- _Instructions_
A – List every color of field line named in the passage on magnetic flux cancellation below.
B – According to the passage on magnetic flux cancellation below, where does the reconnection of the single magenta field line take place?
C – Continue the passage on magnetic flux cancellation below from the point where it stops.

- _Passage to read_
Most of the area of interest, within the red circle, is convected horizontally toward larger y (downward in the 2D magnetograms in the bottom row). The white pole within the red circle in Fig. 7b cancels evenly against the black pole at larger y and the one at larger x, before reaching the state in Fig. 7c. The magenta field lines are convected downward along z, into the convection zone, between these two snapshots. The previously photospheric Ω loop is submerged in Fig. 7c. This submerging and related flux cancellation is not linked to reconnection for most of the magenta field lines. This can be seen by how the magenta field lines are connected beyond the, now, submerged Ω loop (meaning at lower x). Most of the magenta field lines are still going in the same direction as in Fig. 7b, meaning along the cyan field lines that are visible above the photosphere toward their footpoints in the white polarity. A single magenta field line follows the green field lines above the photosphere. This reconnection happens below the photosphere, in the high plasma β regime. In other words, it is not the kind of coronal reconnection leading to a coronal flux rope that we are looking for. This cancellation does not contribute to the twist of the flux rope.
Judging from the magnetogram alone, this cancellation between the footpoints of the flux rope was also a candidate for reconnection à la van Ballegooijen & Martens (1989). However, as for the event in Sect. 4.3, the analysis of how the field lines evolved in 3D clearly revealed that it was not. Since the green and cyan field lines both enter the black pole in the same direction, they cannot reconnect to make a longer field line twisted around the pale yellow flux rope. We note not this event partially overlaps in time with the U-loop emergence discussed in Sect. 4.3, without them seeming to strongly affect each other.

- _Data supplied_
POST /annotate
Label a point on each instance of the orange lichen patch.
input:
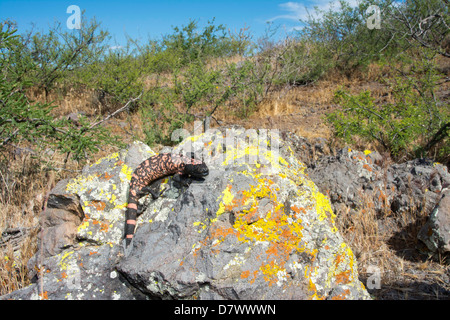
(343, 277)
(97, 204)
(104, 227)
(342, 296)
(271, 271)
(298, 210)
(221, 233)
(44, 295)
(107, 176)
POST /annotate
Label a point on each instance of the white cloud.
(300, 10)
(115, 47)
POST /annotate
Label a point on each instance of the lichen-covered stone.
(256, 228)
(251, 230)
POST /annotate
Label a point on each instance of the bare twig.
(126, 106)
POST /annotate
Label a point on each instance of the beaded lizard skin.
(154, 168)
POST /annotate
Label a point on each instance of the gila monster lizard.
(153, 168)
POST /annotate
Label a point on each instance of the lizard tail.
(130, 220)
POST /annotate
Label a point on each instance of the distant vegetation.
(193, 72)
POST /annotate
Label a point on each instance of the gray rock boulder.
(436, 232)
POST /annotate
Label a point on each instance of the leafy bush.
(21, 120)
(410, 126)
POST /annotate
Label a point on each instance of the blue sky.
(150, 19)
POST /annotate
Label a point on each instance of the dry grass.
(386, 244)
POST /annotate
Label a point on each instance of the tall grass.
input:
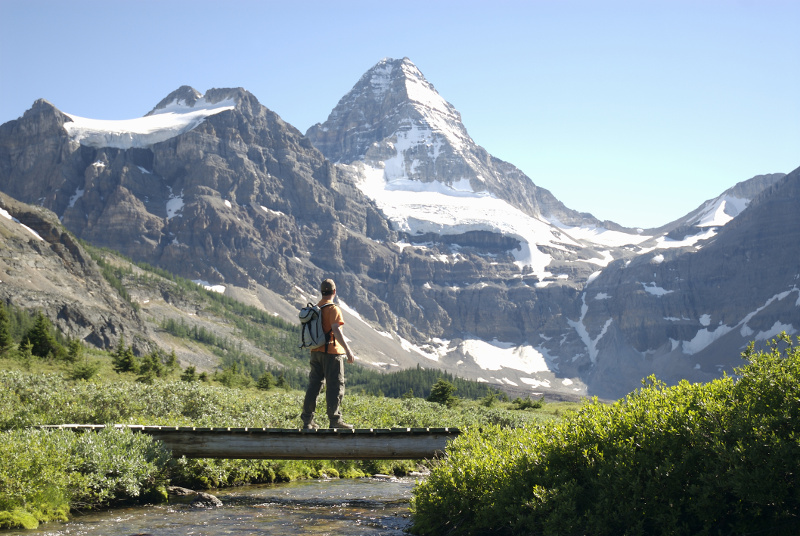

- _Answers by task_
A – Magenta, cyan, green

B – Below the photosphere, in the high plasma β regime.

C –
The cancellation discussed in this section is an Ω-loop submergence, but it happens just after an Ω-loop emergence. The white pole is not visible in Fig. 7a, because the Ω loop is still below the photosphere. The loop is convected upward, through the photosphere, until tc, before it is going down again. Such a peak-a-boo behavior of flux appearance and cancellation is an example showing that cancellation is not always related to reconnection or twisting of a flux rope. In comparison to other types of simulations described in the introduction, this mechanism could not have happened naturally on its own, meaning without prescription, without modeling the convection zone.
4.5. Thick-photosphere tether-cutting (TPTC)
An example of TPTC reconnection is shown in Fig. 8. It is detectable as flux cancellation in the magnetogram. There is no clear PIL between the white and black polarities, a trait it has in common with cancellation events often observed. That is also part of what separates this simulation from the other cancellation simulations that were mentioned in the introduction. Furthermore, the cancellation is more extended in both spatial and temporal dimensions than the events previously discussed, making an equivalent event on the Sun more easily detectable. The overall geometry of the field lines involved is similar to that in the tether-cutting model for solar eruptions (Moore et al. 2001). However, the altitude of the reconnection site is located neither in the corona as during a flare, nor in the transition region as in models of eruptive flux ropes formed by flux emergence (Manchester et al. 2004; Archontis & Hood 2008), but instead the reconnection occurs within the photosphere, as in the original flux-cancellation model by van Ballegooijen & Martens (1989).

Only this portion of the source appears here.